== Supplied data ==

=== Section Start ===

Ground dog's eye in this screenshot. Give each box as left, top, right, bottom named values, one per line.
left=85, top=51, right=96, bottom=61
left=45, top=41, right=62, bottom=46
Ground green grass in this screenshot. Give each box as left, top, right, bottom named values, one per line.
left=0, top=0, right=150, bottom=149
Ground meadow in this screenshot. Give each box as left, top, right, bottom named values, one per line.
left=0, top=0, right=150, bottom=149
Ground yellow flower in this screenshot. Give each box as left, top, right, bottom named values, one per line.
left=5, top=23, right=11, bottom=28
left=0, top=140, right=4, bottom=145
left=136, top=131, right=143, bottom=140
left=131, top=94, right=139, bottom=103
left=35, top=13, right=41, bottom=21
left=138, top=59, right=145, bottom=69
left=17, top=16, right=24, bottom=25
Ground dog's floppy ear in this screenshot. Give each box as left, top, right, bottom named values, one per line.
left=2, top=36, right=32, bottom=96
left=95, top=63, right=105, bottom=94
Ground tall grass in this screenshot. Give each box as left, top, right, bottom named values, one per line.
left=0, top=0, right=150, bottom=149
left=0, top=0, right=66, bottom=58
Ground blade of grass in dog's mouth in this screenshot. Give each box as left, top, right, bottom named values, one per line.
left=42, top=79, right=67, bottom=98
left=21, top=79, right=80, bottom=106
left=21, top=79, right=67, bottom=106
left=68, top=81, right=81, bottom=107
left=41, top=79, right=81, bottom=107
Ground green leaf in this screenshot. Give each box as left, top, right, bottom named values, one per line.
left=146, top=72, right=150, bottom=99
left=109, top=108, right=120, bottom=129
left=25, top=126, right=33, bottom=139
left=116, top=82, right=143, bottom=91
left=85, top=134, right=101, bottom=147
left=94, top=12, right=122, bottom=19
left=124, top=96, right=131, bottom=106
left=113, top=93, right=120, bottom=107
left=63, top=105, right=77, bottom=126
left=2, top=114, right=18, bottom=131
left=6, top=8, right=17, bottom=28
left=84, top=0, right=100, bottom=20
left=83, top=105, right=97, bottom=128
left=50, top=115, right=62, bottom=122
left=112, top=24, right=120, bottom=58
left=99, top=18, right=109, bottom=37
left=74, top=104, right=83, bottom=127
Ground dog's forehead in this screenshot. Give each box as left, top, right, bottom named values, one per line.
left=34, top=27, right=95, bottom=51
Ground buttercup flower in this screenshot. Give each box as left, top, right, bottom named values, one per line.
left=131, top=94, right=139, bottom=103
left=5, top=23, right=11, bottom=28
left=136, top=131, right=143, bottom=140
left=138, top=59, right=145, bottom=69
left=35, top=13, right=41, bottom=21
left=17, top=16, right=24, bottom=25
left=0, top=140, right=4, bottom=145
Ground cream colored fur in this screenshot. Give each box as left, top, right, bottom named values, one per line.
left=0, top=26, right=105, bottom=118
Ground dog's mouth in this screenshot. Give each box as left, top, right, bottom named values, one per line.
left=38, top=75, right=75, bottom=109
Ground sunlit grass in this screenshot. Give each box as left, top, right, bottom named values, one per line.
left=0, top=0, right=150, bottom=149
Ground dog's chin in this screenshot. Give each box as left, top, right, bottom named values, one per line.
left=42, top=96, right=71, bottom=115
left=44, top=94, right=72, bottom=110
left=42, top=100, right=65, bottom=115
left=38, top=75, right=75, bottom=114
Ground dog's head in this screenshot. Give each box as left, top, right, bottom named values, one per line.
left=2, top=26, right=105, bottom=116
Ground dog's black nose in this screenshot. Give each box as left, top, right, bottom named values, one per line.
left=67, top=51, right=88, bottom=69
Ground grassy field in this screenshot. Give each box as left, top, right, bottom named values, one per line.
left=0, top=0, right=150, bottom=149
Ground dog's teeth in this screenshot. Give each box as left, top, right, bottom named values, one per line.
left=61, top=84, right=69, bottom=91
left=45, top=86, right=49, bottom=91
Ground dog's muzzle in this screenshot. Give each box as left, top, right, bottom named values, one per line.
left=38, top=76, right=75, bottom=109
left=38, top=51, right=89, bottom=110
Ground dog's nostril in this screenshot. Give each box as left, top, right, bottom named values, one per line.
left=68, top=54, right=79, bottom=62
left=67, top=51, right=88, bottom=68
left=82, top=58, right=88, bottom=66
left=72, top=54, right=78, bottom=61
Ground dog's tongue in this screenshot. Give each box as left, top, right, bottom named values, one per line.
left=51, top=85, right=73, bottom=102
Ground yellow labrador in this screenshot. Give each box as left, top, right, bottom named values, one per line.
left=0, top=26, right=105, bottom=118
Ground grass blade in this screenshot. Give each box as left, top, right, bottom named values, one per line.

=== Section End ===

== Exercise prompt ==
All of the records shown above should be reproduced exactly.

== Solution to this problem ==
Ground dog's eye in this screenshot. Give each box as left, top, right, bottom named values, one per line.
left=85, top=51, right=96, bottom=61
left=45, top=41, right=62, bottom=46
Ground green grass in this screenshot. Give each box as left, top, right, bottom named values, one per line.
left=0, top=0, right=150, bottom=149
Ground meadow in this screenshot. Give each box as left, top, right, bottom named values, one per line.
left=0, top=0, right=150, bottom=149
Ground yellow flower in this screenshot. Give each box as left, top, right, bottom named values, one per line.
left=5, top=23, right=11, bottom=28
left=0, top=140, right=4, bottom=145
left=136, top=131, right=143, bottom=140
left=131, top=94, right=139, bottom=103
left=35, top=13, right=41, bottom=21
left=138, top=59, right=145, bottom=69
left=17, top=16, right=24, bottom=25
Ground dog's floppy ear in this screenshot. Give each box as left, top, right, bottom named values, one per line.
left=2, top=36, right=32, bottom=96
left=95, top=63, right=105, bottom=94
Ground tall grass in this screenshot. Give each box as left, top, right, bottom named values, one per line.
left=0, top=0, right=150, bottom=149
left=0, top=0, right=66, bottom=58
Ground blade of grass in dog's mouth in this screenshot. Give each box as left, top, right, bottom named values, one per line.
left=42, top=79, right=67, bottom=98
left=21, top=79, right=80, bottom=106
left=21, top=79, right=67, bottom=106
left=68, top=81, right=81, bottom=107
left=41, top=79, right=81, bottom=107
Ground green leaf in this screenshot. Give each box as left, top, right, bottom named values, one per line.
left=146, top=72, right=150, bottom=99
left=109, top=108, right=120, bottom=129
left=25, top=126, right=33, bottom=139
left=116, top=82, right=143, bottom=91
left=85, top=134, right=101, bottom=147
left=94, top=12, right=122, bottom=19
left=124, top=96, right=131, bottom=106
left=113, top=93, right=120, bottom=107
left=63, top=105, right=77, bottom=126
left=2, top=114, right=18, bottom=131
left=6, top=8, right=17, bottom=28
left=84, top=0, right=100, bottom=20
left=83, top=105, right=97, bottom=128
left=50, top=115, right=62, bottom=122
left=112, top=24, right=120, bottom=58
left=99, top=18, right=109, bottom=37
left=74, top=104, right=83, bottom=127
Ground dog's forehead in this screenshot. Give each box as left, top, right, bottom named values, one per line.
left=34, top=27, right=95, bottom=51
Ground buttercup flower in this screenshot. Give each box as left, top, right, bottom named values, one per line.
left=131, top=94, right=139, bottom=103
left=5, top=23, right=11, bottom=28
left=136, top=131, right=143, bottom=140
left=138, top=59, right=145, bottom=69
left=35, top=13, right=41, bottom=21
left=17, top=16, right=24, bottom=25
left=0, top=140, right=4, bottom=145
Ground cream colored fur in this screenshot. Give each box as left, top, right, bottom named values, one per line.
left=0, top=26, right=105, bottom=118
Ground dog's mouth in this screenshot. Give each box as left, top, right, bottom named values, one per line.
left=38, top=75, right=75, bottom=109
Ground sunlit grass in this screenshot. Give each box as left, top, right, bottom named values, one per line.
left=0, top=0, right=150, bottom=149
Ground dog's chin in this screenshot. Give each box as left, top, right, bottom named values, one per line.
left=42, top=96, right=71, bottom=115
left=44, top=94, right=72, bottom=110
left=42, top=100, right=65, bottom=115
left=38, top=75, right=75, bottom=114
Ground dog's head in this screenshot. Give each box as left, top, right, bottom named values, one per line.
left=2, top=26, right=105, bottom=116
Ground dog's black nose in this screenshot. Give each box as left, top, right, bottom named values, one per line.
left=67, top=51, right=88, bottom=69
Ground grassy field in this screenshot. Give each box as left, top, right, bottom named values, one per line.
left=0, top=0, right=150, bottom=149
Ground dog's teeth in this screenshot. Give each box as left, top, right, bottom named values, one per line.
left=61, top=84, right=69, bottom=91
left=45, top=86, right=49, bottom=91
Ground dog's muzzle in this screenshot. Give each box as left, top, right, bottom named values, one per line.
left=38, top=76, right=75, bottom=109
left=38, top=51, right=89, bottom=110
Ground dog's nostril in this screenshot. Give each box as left, top, right, bottom named values, one per line.
left=68, top=54, right=79, bottom=62
left=67, top=51, right=88, bottom=68
left=82, top=58, right=88, bottom=66
left=72, top=54, right=78, bottom=61
Ground dog's tongue in this screenshot. Give each box as left, top, right, bottom named values, one per line.
left=51, top=85, right=73, bottom=102
Ground yellow labrador in this screenshot. Give each box as left, top, right, bottom named values, one per line.
left=0, top=26, right=105, bottom=118
Ground grass blade in this screenshot. Give each box as left, top, right, bottom named values, one per line.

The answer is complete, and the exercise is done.